Given request
Pictures stay out; everything else in the records below is copied exactly.

Material to process

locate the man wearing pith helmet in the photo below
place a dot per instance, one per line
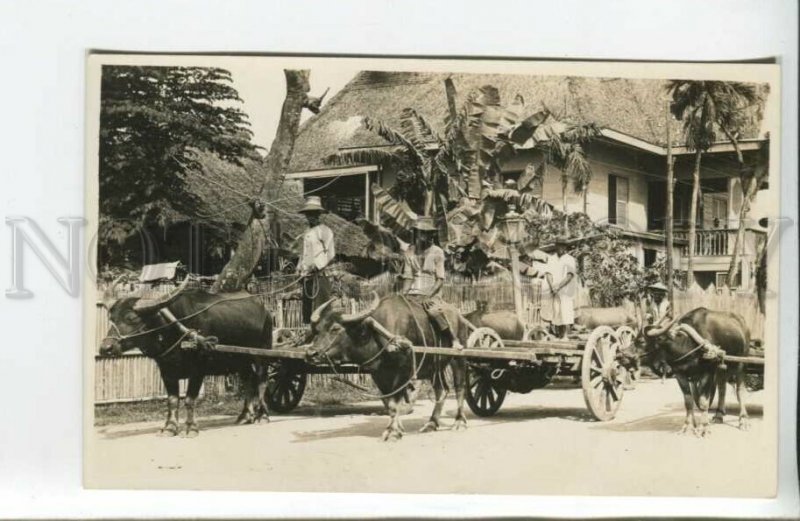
(659, 310)
(423, 275)
(561, 279)
(318, 253)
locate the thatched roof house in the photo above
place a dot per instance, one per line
(624, 108)
(203, 241)
(628, 161)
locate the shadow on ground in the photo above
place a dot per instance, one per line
(672, 417)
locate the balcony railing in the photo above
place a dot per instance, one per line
(710, 243)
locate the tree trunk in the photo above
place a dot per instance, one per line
(693, 218)
(750, 186)
(250, 246)
(670, 214)
(751, 182)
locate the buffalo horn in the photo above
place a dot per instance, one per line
(108, 295)
(357, 317)
(147, 305)
(317, 314)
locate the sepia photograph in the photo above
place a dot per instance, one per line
(431, 276)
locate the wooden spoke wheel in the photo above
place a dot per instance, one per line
(484, 338)
(285, 387)
(537, 333)
(484, 396)
(602, 377)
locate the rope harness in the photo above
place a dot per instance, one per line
(710, 351)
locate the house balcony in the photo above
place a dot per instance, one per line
(714, 248)
(710, 243)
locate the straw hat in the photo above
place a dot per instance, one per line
(313, 204)
(562, 240)
(425, 224)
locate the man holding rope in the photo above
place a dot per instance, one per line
(318, 253)
(423, 276)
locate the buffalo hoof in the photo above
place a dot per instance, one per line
(431, 426)
(244, 419)
(192, 431)
(392, 435)
(169, 430)
(460, 425)
(703, 432)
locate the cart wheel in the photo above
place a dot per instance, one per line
(626, 336)
(537, 333)
(484, 338)
(484, 396)
(602, 377)
(285, 388)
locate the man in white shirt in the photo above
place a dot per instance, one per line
(659, 310)
(561, 280)
(423, 276)
(318, 253)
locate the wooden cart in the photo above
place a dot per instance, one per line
(496, 366)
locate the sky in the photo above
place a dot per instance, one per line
(262, 87)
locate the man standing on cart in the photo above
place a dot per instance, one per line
(423, 276)
(561, 279)
(659, 310)
(318, 253)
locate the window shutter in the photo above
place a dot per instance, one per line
(612, 199)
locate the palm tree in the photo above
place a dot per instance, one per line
(707, 107)
(693, 103)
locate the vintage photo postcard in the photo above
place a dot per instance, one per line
(432, 276)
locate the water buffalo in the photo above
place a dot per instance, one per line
(231, 318)
(505, 323)
(377, 339)
(590, 318)
(692, 346)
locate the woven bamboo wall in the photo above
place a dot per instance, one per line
(135, 377)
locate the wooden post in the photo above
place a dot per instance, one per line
(670, 209)
(516, 283)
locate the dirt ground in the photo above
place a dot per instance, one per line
(541, 443)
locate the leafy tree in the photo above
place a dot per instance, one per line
(150, 120)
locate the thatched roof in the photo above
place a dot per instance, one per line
(633, 107)
(224, 189)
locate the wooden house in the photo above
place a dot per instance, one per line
(628, 161)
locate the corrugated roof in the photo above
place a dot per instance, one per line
(634, 107)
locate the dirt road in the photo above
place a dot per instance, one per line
(540, 443)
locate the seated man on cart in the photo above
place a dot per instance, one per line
(423, 276)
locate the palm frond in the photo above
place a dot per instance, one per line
(366, 156)
(578, 168)
(417, 130)
(393, 136)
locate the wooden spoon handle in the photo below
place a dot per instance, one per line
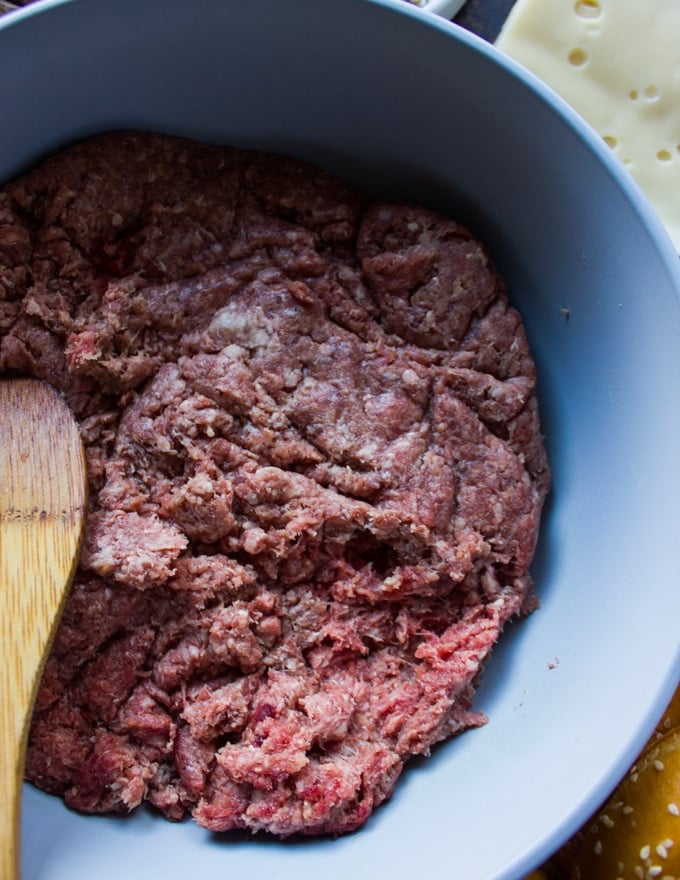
(42, 494)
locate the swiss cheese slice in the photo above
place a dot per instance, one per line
(617, 62)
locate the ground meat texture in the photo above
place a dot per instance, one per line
(316, 476)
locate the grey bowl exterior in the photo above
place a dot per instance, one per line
(403, 103)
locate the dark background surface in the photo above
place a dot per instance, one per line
(484, 17)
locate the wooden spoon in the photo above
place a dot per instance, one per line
(42, 511)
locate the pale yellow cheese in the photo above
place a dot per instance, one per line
(617, 62)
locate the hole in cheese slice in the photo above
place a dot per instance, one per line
(618, 64)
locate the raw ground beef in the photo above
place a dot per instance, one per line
(316, 475)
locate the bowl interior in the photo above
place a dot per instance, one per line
(404, 104)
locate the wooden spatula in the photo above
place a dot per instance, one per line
(42, 511)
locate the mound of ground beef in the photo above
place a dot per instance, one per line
(316, 475)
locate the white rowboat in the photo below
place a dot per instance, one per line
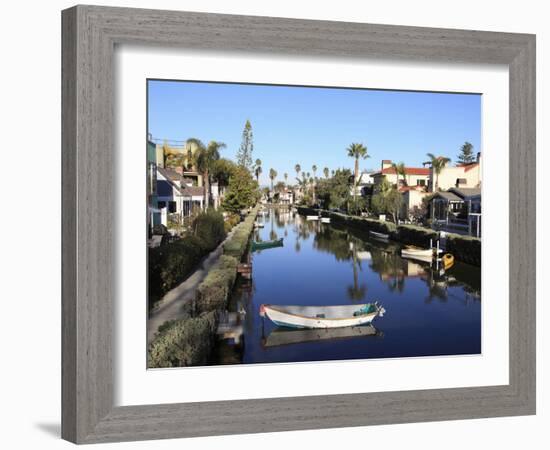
(380, 236)
(322, 316)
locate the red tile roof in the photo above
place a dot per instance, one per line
(468, 167)
(408, 171)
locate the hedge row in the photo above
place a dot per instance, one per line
(209, 226)
(184, 342)
(213, 293)
(236, 245)
(171, 263)
(362, 223)
(412, 234)
(464, 248)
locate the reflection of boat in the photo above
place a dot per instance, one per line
(322, 316)
(448, 261)
(380, 236)
(286, 336)
(422, 254)
(259, 245)
(364, 255)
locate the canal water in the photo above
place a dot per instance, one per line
(428, 311)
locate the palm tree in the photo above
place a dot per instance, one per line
(356, 150)
(205, 157)
(258, 170)
(400, 169)
(437, 163)
(272, 176)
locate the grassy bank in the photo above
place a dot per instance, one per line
(236, 246)
(464, 248)
(185, 342)
(171, 263)
(189, 341)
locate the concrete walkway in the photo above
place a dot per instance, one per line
(172, 304)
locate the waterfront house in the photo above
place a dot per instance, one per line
(177, 195)
(412, 197)
(414, 176)
(457, 210)
(153, 213)
(459, 176)
(179, 156)
(364, 184)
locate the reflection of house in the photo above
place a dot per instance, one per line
(179, 158)
(177, 194)
(458, 210)
(414, 176)
(460, 176)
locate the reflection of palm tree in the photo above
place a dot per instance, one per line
(356, 292)
(437, 163)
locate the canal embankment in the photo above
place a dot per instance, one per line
(464, 248)
(187, 336)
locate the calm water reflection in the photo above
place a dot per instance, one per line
(428, 312)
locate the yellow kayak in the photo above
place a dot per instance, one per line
(448, 260)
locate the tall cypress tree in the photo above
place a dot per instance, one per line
(466, 155)
(244, 155)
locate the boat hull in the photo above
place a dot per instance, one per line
(264, 245)
(380, 236)
(307, 317)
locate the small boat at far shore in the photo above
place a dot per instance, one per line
(448, 260)
(380, 236)
(338, 316)
(260, 245)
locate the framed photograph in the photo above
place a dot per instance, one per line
(276, 224)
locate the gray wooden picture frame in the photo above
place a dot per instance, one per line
(90, 34)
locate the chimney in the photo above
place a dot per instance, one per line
(386, 163)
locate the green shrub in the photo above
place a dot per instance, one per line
(213, 293)
(236, 246)
(464, 248)
(170, 264)
(185, 342)
(231, 221)
(208, 226)
(413, 234)
(160, 229)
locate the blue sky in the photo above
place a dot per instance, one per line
(315, 125)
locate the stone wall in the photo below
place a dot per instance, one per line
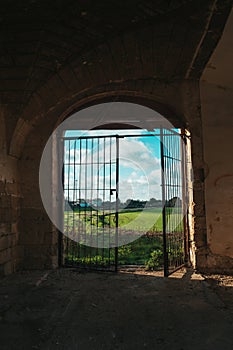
(217, 108)
(9, 208)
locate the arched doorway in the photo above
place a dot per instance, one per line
(98, 218)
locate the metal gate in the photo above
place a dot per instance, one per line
(174, 198)
(90, 180)
(91, 211)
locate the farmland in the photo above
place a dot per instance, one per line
(145, 225)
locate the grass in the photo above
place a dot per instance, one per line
(146, 250)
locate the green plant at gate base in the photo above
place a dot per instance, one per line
(155, 261)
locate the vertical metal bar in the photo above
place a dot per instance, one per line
(184, 194)
(165, 255)
(117, 203)
(60, 144)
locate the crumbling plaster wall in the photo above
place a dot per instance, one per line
(9, 206)
(216, 90)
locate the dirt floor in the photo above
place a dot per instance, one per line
(68, 309)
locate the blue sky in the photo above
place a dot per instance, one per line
(139, 171)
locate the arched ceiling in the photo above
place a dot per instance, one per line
(40, 37)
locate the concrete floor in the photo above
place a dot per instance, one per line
(68, 309)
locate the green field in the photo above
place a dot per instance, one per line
(146, 250)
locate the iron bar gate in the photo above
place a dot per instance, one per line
(91, 209)
(174, 198)
(90, 182)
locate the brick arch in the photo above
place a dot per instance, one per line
(157, 95)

Answer to this exercise
locate the man wearing pith helmet in the photo below
place a dot per instance, one per line
(659, 310)
(423, 275)
(561, 279)
(318, 253)
locate the thatched roof house in the photo above
place a dot per instance, one per line
(624, 108)
(203, 241)
(628, 161)
locate the shadow on ground in the photo above
place a dot per instance, one per line
(672, 417)
locate the balcony railing in the photo above
place a dot per instance, one per line
(710, 243)
locate the tree trunk in the photo above
place a dot per instance, one per line
(693, 218)
(750, 186)
(250, 246)
(670, 214)
(751, 182)
locate the buffalo horn in the photo above
place a dot per instance, one per line
(108, 295)
(357, 317)
(147, 305)
(317, 314)
locate the sepia photograph in the photo above
place a dot per instance, one per line
(431, 276)
locate the wooden spoke wheel in the photo above
place a dot per instance, one per line
(484, 338)
(285, 387)
(537, 333)
(484, 396)
(602, 377)
locate the rope harness in the photo above
place a dot per instance, one per line
(710, 351)
locate the house balcony in the photo above
place a dot per instance, one per line
(714, 248)
(710, 243)
locate the straw hat in the photo above
place a dot per instance, one per line
(313, 204)
(562, 240)
(425, 224)
locate the man holding rope in the photo above
place a dot per instance, one per line
(318, 253)
(423, 276)
locate the buffalo hoof in the photo above
place a dot per instance, one per line
(431, 426)
(244, 419)
(192, 431)
(392, 435)
(169, 430)
(460, 425)
(703, 432)
locate the cart wheel in the photo above
place a dot per instance, one per line
(626, 336)
(537, 333)
(484, 338)
(484, 396)
(602, 377)
(285, 388)
locate the man in white shirt in the photo above
place a dot per instance, one per line
(659, 310)
(561, 280)
(423, 276)
(318, 253)
locate the wooden cart in the photo above
place a dot per instance, one per line
(496, 366)
locate the sky in the photo above
place a dot per instance, one per line
(262, 87)
locate the man standing on cart in the photo above
place a dot per instance, one per line
(423, 276)
(561, 279)
(659, 310)
(318, 253)
locate the window shutter in the photo above
place a dot per instance, one per line
(612, 199)
locate the palm tree in the photo above
place a dot per instance, one per line
(707, 107)
(693, 103)
locate the vintage photo postcard in the photo above
place a dot per instance, one per line
(432, 276)
locate the water buffalo in the photo above
place a dot per instance, one per line
(231, 318)
(505, 323)
(377, 339)
(590, 318)
(692, 346)
locate the woven bamboo wall in the photo above
place a dot per instance, one per line
(135, 377)
locate the wooden post in the photo above
place a dot per instance, one per line
(670, 209)
(516, 283)
locate the dirt ground in the photo above
place a dot per instance, one per line
(541, 443)
locate the leafy tree in the photo above
place a dot per instance, one per line
(150, 120)
locate the thatched roof in the photo above
place a dot per instance, one per line
(633, 107)
(224, 189)
locate the wooden house in the photo above
place a dot per instance, one per line
(628, 161)
locate the corrugated roof in the photo above
place a dot per instance, one per line
(634, 107)
locate the dirt road in the photo above
place a dot per instance, one per line
(540, 443)
locate the seated man on cart in the photo above
place a dot per instance, one per line
(423, 276)
locate the palm frond in the photo above
place a dot per instance, one per line
(366, 156)
(578, 168)
(417, 130)
(393, 136)
locate the wooden spoon handle in the photo below
place a dot per instance, one per line
(42, 494)
locate the swiss cheese slice in the photo above
place a dot per instance, one per line
(617, 62)
locate the ground meat texture in the photo above
place a dot per instance, one per line
(316, 476)
locate the grey bowl exterior in the photo above
place a dot per instance, one per line
(403, 103)
locate the dark background surface in the photo above
place a dot per instance, one per line
(484, 17)
locate the wooden spoon in the photo above
place a dot per instance, one per line
(42, 511)
locate the pale yellow cheese in the photo above
place a dot per instance, one per line
(617, 62)
locate the hole in cheese slice in the photo above
place a dot per instance, one per line
(618, 64)
locate the raw ground beef in the photo above
place a dot per instance, one per line
(316, 475)
locate the bowl interior in the photo above
place a dot per instance, one per line
(404, 104)
locate the wooden spatula in the photo above
place a dot per instance, one per line
(42, 511)
locate the mound of ground beef in the photo above
place a dot per instance, one per line
(316, 475)
locate the white rowboat in the photo below
place a dot per instance, one per line
(380, 236)
(322, 316)
locate the red tile roof in the photo above
place a dot per instance, one per line
(468, 167)
(408, 171)
locate the hedge row in the photo above
place a dot per instance, one per line
(209, 226)
(184, 342)
(213, 293)
(236, 245)
(171, 263)
(362, 223)
(412, 234)
(464, 248)
locate the reflection of boat in the photo above
place a dot per instance, one per line
(322, 316)
(448, 261)
(380, 236)
(286, 336)
(422, 254)
(259, 245)
(364, 255)
locate the canal water in the photo above
place a dot per instance, one per line
(428, 311)
locate the palm tree in the photo above
place a dot per instance, one per line
(356, 150)
(205, 157)
(258, 170)
(400, 169)
(437, 163)
(272, 176)
locate the grassy bank in the photo above
place a dot per instance, one per line
(236, 246)
(464, 248)
(185, 342)
(171, 263)
(189, 341)
locate the concrete walkway in the photo above
place a dot per instance, one per line
(172, 304)
locate the waterfront house in the photo above
place a dot per instance, one per line
(177, 195)
(412, 197)
(414, 176)
(457, 210)
(153, 213)
(459, 176)
(179, 156)
(364, 184)
locate the reflection of house in the photo above
place a dot per instance, one per line
(179, 158)
(177, 194)
(458, 210)
(414, 176)
(460, 176)
locate the reflection of palm tree in the photo above
place a dot per instance, one per line
(356, 292)
(437, 163)
locate the canal embankment in the photo above
place a dot per instance, one per line
(464, 248)
(187, 336)
locate the calm water reflection in the photo above
place a dot per instance, one per line
(428, 312)
locate the yellow kayak in the photo above
place a dot per instance, one per line
(448, 260)
locate the tall cypress tree in the photo above
place a dot per instance, one per line
(466, 155)
(244, 155)
locate the boat hull in the photo above
place a dot per instance, one per line
(264, 245)
(380, 236)
(307, 317)
locate the small boat at far shore in the photo above
place a dot per instance, one per line
(448, 260)
(380, 236)
(338, 316)
(260, 245)
locate the framed photograph in the photo above
place a dot per instance, one per line
(276, 224)
locate the gray wooden picture frame in the photo above
place a dot per instance, one per line
(90, 34)
locate the chimney in the photo above
place a dot per instance, one per line
(386, 163)
locate the green shrub in the photo above
place a dot per instance, one per line
(213, 293)
(236, 246)
(464, 248)
(170, 264)
(185, 342)
(231, 221)
(208, 226)
(413, 234)
(160, 229)
locate the blue sky in the photo above
place a dot per instance, one per line
(315, 125)
locate the stone wall in the photo below
place a dot per instance, one per line
(217, 108)
(9, 208)
locate the arched doorway in the photo above
place a dot per instance, one per line
(98, 218)
locate the metal gate in the photo above
place a dot per instance, one per line
(174, 198)
(90, 180)
(91, 211)
locate the farmland in the photo above
place a dot per instance, one per line
(145, 225)
locate the grass in the photo above
place a dot per instance, one per line
(146, 250)
locate the green plant at gate base in the photo above
place a dot per instance, one per line
(155, 261)
locate the vertical metal bar in the photo above
place a dot per instance, one per line
(184, 194)
(165, 255)
(117, 203)
(60, 144)
locate the crumbling plaster wall in the photo above
place a dot per instance, one per line
(9, 206)
(216, 90)
locate the dirt floor in the photo above
place a dot per instance, one per line
(68, 309)
locate the blue sky in the photo above
place a dot per instance, one per line
(139, 171)
locate the arched ceiling in the photo above
place a dot per instance, one per line
(40, 37)
locate the concrete floor in the photo above
place a dot per instance, one per line
(68, 309)
locate the green field in the photo above
place a dot per instance, one per line
(146, 250)
locate the iron bar gate in the photo above
place a dot per instance, one per line
(91, 209)
(174, 198)
(90, 182)
locate the brick arch in the photo above
place a dot per instance, one per line
(157, 95)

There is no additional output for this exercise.